#### [Consigne]
Dans le passage sur l'AFEMIB, recopiez tout ce qui va de "Qu’est-ce qui a" jusqu'à "des femmes ?" en remplaçant "orpaillage" par "exploitation artisanale de l'or".

#### [Passage fourni]
········
Qu’est-ce qui a justifié la création de l’AFEMIB ?

L’AFEMIB est née de la volonté de briser l’invisibilité des femmes dans le secteur 6 minier. Bien qu’actives, notamment dans l’orpaillage, l’administration publique, elles étaient peu représentées dans les postes de décision, marginalisées dans les bénéfices de l’exploitation et absentes des politiques minières. La création de l’AFEMIB a permis de construire un cadre structurant, où les femmes du secteur peuvent s’organiser, se former, s’entraider et faire entendre leur voix. A sa création, elle a joué un rôle fondamental dans la gouvernance du secteur. Elle était comme une structure rattachée au ministère des mines et a été au cœur des premiers évènements miniers tels que PROMIN et la création de la Chambre des mines du Burkina.

Comment appréciez-vous la contribution de l’AFEMIB à l’amélioration de la situation des femmes ?

Sur le plan institutionnel, l’AFEMIB est aujourd’hui représentée dans plusieurs structures, commissions et comités clés liés à la gouvernance du secteur minier. Cette présence stratégique lui permet de faire entendre la voix des femmes et de veiller à ce que leurs besoins soient mieux pris en compte dans les politiques et les pratiques minières.

L’association participe activement aux réflexions et à l’élaboration de textes importants, tels que le Code minier, la stratégie nationale sur le contenu local et d’autres cadres réglementaires essentiels pour l’inclusion sociale et économique dans le secteur. Le guide d’utilisation du FNDL élaboré par le ministère des mines est une proposition de l’AFEMIB, depuis 2009. Depuis plus de deux décennies, l’AFEMIB a ouvert des perspectives nouvelles pour les femmes du secteur minier, notamment en facilitant leur accès à des postes de responsabilité, parfois dans la discrétion, mais toujours avec détermination, en encourageant la formation professionnelle, l’entrepreneuriat, et la création d’activités génératrices de revenus, en sensibilisant les femmes à leurs droits, à leur valeur, et à leur capacité à être actrices du changement. Nous avons également œuvré pour leur représentation dans les instances décisionnelles, tant au niveau local que national, afin qu’elles puissent participer aux choix qui les concernent directement. L’AFEMIB n’est pas seulement une voix. Elle est un levier d’action, un espace de solidarité et de construction d’un secteur minier plus inclusif, plus juste, et plus durable.
········
#### [Données]
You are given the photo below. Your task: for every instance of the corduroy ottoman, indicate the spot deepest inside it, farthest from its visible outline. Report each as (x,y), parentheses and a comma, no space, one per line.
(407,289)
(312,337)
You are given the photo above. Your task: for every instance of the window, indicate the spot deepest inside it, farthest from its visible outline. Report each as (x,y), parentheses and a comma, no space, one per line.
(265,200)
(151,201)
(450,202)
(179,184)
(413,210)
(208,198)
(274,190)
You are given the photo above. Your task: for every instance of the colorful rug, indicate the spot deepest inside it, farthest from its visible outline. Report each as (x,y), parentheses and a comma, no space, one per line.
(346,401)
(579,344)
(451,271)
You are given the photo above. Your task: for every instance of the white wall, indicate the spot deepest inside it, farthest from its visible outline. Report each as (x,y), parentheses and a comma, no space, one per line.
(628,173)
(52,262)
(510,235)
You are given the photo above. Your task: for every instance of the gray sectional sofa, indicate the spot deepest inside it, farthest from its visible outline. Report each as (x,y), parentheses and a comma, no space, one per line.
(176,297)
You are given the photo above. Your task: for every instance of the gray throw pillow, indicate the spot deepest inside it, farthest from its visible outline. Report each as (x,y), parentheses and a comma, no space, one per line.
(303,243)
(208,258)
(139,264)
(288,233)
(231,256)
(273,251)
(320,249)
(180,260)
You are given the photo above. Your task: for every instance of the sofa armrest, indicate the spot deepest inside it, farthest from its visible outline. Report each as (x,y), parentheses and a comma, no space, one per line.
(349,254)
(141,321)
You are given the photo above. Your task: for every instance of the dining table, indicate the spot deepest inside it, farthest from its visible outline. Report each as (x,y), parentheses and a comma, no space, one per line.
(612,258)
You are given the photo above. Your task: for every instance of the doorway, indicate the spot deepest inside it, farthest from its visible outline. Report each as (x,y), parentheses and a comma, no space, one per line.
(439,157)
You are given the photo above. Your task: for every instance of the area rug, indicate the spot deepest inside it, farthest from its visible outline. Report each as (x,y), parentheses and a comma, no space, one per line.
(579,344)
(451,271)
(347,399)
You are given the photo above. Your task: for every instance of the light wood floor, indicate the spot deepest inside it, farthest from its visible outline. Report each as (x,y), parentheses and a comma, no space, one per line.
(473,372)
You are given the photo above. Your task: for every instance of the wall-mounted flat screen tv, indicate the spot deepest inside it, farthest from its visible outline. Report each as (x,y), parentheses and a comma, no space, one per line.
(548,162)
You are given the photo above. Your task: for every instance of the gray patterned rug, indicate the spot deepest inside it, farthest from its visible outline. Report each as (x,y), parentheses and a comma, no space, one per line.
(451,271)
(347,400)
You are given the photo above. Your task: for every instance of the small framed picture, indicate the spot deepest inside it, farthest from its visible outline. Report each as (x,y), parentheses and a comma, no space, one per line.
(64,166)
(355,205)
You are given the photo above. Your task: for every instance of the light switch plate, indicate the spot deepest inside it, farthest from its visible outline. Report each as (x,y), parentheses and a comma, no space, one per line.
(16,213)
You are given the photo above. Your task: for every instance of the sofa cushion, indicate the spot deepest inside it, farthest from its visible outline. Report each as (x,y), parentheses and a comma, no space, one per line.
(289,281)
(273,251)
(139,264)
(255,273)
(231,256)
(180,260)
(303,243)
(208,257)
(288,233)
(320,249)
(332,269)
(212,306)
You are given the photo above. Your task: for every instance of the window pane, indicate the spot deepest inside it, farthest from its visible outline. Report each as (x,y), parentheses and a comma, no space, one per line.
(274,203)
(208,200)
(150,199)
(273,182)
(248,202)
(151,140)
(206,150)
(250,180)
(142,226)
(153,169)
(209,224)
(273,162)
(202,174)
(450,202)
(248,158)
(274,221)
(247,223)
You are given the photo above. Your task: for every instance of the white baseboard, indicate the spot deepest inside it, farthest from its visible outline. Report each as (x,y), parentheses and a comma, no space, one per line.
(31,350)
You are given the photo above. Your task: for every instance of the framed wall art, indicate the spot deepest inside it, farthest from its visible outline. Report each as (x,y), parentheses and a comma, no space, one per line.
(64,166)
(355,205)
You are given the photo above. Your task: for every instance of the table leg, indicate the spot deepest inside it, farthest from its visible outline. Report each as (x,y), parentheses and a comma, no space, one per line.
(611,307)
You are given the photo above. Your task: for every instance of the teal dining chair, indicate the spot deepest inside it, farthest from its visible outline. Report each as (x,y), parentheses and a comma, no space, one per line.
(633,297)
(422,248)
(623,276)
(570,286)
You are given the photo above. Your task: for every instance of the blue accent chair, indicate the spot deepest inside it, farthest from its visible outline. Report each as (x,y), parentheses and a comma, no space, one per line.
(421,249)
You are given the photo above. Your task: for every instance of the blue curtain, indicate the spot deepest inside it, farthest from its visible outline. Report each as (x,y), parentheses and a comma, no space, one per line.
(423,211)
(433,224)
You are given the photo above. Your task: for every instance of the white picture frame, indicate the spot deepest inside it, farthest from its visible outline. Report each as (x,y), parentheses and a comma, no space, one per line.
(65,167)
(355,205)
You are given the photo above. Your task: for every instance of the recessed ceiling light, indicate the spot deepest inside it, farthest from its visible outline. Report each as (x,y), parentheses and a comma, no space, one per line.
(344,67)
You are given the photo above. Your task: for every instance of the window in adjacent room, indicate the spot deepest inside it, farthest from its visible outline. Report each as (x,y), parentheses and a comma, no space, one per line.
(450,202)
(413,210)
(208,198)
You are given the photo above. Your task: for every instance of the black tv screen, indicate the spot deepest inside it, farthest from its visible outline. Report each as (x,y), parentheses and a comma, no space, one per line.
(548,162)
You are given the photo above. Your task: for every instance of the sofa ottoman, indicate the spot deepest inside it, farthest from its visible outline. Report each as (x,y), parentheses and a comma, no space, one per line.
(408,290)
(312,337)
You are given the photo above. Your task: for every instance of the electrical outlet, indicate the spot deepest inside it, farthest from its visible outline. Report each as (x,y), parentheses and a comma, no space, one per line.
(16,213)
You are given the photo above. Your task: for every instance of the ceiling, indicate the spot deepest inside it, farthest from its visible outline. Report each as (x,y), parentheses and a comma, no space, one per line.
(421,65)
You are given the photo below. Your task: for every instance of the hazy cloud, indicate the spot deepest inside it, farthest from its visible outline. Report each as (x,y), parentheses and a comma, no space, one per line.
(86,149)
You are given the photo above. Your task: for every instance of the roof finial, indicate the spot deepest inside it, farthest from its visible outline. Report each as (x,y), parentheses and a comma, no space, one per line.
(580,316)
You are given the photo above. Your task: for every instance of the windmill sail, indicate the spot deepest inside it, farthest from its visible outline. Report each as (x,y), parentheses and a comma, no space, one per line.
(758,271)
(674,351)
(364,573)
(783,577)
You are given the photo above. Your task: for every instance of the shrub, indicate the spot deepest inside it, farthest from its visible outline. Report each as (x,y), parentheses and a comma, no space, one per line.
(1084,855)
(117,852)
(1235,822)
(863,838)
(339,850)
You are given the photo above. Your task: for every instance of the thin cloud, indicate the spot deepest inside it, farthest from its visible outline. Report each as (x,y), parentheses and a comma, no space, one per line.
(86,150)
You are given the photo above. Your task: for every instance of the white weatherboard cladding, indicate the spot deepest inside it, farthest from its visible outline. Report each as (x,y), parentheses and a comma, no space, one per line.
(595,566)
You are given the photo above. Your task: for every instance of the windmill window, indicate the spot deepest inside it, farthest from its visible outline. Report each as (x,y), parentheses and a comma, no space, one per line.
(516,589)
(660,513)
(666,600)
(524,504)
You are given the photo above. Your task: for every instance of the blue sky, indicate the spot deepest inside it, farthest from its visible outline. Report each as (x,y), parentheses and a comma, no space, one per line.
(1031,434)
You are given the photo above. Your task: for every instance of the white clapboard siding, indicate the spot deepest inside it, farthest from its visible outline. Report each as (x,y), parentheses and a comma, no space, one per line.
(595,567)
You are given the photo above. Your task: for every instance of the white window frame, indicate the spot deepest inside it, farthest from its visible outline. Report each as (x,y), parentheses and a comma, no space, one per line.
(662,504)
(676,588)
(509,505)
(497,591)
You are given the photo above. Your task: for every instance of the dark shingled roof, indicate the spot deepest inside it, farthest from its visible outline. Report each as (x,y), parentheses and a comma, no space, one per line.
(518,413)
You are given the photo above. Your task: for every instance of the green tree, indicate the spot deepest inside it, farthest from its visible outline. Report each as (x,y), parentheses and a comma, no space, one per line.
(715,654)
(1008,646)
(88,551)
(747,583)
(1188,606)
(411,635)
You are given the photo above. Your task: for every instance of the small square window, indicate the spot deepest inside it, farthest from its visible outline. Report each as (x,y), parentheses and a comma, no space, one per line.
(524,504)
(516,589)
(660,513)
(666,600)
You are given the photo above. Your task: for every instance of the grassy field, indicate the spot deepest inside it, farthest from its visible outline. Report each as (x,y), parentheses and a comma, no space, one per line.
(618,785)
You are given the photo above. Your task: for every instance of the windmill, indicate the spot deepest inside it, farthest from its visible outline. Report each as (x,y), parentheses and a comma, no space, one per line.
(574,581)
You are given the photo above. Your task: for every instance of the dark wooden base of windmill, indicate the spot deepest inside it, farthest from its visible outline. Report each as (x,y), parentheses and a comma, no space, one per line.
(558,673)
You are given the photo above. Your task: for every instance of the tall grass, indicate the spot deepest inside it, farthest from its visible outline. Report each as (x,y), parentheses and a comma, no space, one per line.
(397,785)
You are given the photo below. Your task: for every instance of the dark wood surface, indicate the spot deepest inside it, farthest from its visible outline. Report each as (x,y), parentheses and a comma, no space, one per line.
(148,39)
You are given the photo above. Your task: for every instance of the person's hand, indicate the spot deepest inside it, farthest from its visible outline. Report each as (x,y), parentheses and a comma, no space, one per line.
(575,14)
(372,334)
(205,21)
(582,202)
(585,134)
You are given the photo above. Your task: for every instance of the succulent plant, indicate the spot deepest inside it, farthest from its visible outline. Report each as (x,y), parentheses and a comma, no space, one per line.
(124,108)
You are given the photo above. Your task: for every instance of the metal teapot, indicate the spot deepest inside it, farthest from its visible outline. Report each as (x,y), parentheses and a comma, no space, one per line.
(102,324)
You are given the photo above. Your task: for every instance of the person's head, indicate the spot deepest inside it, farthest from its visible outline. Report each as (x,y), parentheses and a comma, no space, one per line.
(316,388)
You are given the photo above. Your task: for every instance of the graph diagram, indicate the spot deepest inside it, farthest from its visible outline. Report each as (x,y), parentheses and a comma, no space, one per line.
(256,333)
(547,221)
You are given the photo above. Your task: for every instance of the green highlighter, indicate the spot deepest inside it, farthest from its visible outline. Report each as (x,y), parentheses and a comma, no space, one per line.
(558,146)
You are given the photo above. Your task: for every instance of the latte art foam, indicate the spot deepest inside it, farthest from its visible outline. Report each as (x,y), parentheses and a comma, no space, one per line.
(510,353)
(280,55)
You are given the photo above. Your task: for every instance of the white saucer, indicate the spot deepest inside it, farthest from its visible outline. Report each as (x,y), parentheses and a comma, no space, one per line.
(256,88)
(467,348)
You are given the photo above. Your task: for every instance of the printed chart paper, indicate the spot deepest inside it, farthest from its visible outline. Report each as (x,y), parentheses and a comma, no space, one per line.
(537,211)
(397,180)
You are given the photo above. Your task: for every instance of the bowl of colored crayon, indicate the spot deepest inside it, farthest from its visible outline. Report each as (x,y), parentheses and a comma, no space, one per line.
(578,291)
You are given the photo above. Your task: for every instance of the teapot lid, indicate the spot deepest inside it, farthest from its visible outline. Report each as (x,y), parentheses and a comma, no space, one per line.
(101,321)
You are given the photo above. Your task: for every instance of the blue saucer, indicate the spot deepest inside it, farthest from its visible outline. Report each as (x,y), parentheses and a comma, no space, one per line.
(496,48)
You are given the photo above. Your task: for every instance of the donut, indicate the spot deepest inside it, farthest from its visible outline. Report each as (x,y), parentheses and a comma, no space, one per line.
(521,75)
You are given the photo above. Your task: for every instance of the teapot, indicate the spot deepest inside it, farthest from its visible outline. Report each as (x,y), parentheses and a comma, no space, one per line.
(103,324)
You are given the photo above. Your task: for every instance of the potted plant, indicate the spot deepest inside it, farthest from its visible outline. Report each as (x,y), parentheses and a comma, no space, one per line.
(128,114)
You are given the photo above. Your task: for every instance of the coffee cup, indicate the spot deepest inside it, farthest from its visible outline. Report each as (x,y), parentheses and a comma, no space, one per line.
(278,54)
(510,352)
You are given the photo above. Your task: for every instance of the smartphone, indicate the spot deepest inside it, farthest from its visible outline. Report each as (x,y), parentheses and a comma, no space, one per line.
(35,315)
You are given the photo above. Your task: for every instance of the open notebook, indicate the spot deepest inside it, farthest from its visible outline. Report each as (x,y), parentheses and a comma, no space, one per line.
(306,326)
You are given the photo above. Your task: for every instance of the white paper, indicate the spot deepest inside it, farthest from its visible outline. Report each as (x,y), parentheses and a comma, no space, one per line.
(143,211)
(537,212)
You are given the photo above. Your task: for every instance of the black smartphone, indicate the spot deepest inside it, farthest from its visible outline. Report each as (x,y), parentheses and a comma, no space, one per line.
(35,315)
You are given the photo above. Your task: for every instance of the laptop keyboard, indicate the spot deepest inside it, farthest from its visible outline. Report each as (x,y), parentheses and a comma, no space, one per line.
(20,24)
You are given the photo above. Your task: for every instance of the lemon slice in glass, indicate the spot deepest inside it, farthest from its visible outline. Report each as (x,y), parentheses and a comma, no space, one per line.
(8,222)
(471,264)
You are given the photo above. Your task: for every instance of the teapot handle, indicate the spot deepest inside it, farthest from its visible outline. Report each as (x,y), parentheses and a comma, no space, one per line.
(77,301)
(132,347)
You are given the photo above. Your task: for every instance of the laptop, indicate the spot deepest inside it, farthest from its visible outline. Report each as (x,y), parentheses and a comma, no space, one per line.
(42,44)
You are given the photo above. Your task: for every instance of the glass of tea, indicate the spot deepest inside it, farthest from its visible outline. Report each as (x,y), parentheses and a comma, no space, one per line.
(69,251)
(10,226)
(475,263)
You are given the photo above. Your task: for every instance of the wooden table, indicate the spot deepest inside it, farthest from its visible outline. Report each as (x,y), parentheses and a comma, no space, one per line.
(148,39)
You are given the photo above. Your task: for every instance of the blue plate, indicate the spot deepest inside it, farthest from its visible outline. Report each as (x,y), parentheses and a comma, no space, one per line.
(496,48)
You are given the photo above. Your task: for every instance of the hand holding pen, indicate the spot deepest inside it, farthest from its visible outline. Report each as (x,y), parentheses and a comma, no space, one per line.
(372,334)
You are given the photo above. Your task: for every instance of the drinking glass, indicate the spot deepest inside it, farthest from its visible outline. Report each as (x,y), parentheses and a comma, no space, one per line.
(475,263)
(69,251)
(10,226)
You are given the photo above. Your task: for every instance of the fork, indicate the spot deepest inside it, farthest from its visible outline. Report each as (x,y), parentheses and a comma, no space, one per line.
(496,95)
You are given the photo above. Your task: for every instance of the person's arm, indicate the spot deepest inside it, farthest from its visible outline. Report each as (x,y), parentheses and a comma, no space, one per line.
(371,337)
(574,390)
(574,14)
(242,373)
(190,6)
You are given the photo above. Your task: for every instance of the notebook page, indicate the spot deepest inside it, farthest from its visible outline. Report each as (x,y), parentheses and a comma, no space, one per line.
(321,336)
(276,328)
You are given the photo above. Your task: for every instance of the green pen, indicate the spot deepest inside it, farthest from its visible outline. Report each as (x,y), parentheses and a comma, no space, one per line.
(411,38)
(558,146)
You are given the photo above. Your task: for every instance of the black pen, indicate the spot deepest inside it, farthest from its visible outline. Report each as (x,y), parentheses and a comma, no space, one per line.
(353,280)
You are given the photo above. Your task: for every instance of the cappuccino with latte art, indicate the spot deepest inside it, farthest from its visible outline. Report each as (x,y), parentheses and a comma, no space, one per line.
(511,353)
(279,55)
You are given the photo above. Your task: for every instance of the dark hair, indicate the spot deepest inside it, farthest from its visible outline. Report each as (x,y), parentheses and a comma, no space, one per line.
········
#### [Réponse]
Qu’est-ce qui a justifié la création de l’AFEMIB ?

L’AFEMIB est née de la volonté de briser l’invisibilité des femmes dans le secteur 6 minier. Bien qu’actives, notamment dans l’exploitation artisanale de l'or, l’administration publique, elles étaient peu représentées dans les postes de décision, marginalisées dans les bénéfices de l’exploitation et absentes des politiques minières. La création de l’AFEMIB a permis de construire un cadre structurant, où les femmes du secteur peuvent s’organiser, se former, s’entraider et faire entendre leur voix. A sa création, elle a joué un rôle fondamental dans la gouvernance du secteur. Elle était comme une structure rattachée au ministère des mines et a été au cœur des premiers évènements miniers tels que PROMIN et la création de la Chambre des mines du Burkina.

Comment appréciez-vous la contribution de l’AFEMIB à l’amélioration de la situation des femmes ?